:: YOUR OBJECTIVE ::
Print all entries precisely as they are written.

:: DATA FOR PROCESSING ::
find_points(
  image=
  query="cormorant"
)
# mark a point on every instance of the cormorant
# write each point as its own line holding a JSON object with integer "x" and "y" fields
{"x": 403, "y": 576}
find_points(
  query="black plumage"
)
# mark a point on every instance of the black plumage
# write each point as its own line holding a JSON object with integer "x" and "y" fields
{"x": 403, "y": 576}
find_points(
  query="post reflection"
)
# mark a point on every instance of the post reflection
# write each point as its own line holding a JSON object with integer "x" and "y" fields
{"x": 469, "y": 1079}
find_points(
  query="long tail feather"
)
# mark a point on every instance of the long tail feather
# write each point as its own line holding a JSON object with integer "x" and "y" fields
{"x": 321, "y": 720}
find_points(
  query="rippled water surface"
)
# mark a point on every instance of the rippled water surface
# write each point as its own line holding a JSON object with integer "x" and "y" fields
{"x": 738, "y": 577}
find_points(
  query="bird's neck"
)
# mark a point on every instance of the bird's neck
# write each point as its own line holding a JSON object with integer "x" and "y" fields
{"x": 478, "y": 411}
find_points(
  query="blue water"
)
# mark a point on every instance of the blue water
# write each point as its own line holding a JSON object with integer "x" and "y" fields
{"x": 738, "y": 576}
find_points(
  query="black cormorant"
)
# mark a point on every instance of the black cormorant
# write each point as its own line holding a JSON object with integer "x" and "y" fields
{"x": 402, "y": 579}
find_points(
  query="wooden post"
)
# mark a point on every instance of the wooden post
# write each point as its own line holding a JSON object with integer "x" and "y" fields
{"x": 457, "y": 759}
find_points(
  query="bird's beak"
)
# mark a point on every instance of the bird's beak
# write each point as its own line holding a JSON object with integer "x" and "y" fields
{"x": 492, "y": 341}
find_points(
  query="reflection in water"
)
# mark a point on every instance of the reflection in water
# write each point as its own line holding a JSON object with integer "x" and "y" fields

:: SOLVED EXERCISE ::
find_points(
  image=
  query="cormorant"
)
# mark a point on every instance of the cormorant
# write each point as its own line holding a JSON object with integer "x" and "y" fields
{"x": 403, "y": 576}
find_points(
  query="black plumage"
)
# mark a point on every instance of the black plumage
# write each point as its own line holding a JSON object with integer "x" and "y" fields
{"x": 403, "y": 576}
find_points(
  query="post reflection"
)
# mark a point on every instance of the post reflection
# write each point as its own line holding a JSON object with integer "x" and "y" fields
{"x": 469, "y": 1079}
find_points(
  query="long tail feather"
)
# mark a point on every instance of the long tail feather
# write each point as its own line holding a JSON object with integer "x" and "y" fields
{"x": 321, "y": 720}
find_points(
  query="rippled water surface"
)
# mark a point on every instance of the rippled water surface
# write each point as its own line holding a JSON object with integer "x" and "y" fields
{"x": 738, "y": 577}
find_points(
  query="bird's neck"
)
# mark a point on every instance of the bird's neck
# write each point as its own line holding a JSON object with integer "x" and "y" fields
{"x": 478, "y": 411}
find_points(
  query="blue water"
)
# mark a point on every instance of the blue water
# write each point as its own line holding a JSON object with integer "x" and "y" fields
{"x": 738, "y": 576}
find_points(
  query="black cormorant"
)
# mark a point on every instance of the black cormorant
# write each point as its own line holding a JSON object with integer "x" and "y" fields
{"x": 402, "y": 579}
find_points(
  query="wooden post"
)
# mark a point on every instance of the wooden post
# write each point as its own line holding a JSON object with integer "x" and "y" fields
{"x": 457, "y": 759}
find_points(
  query="bird's beak"
)
# mark a point on every instance of the bird's beak
# write each point as its own line holding a JSON object with integer "x" and "y" fields
{"x": 492, "y": 341}
find_points(
  query="reflection in water"
)
# mark a point on every instance of the reflection in water
# write each point as its own line holding a JSON object with integer "x" and "y" fields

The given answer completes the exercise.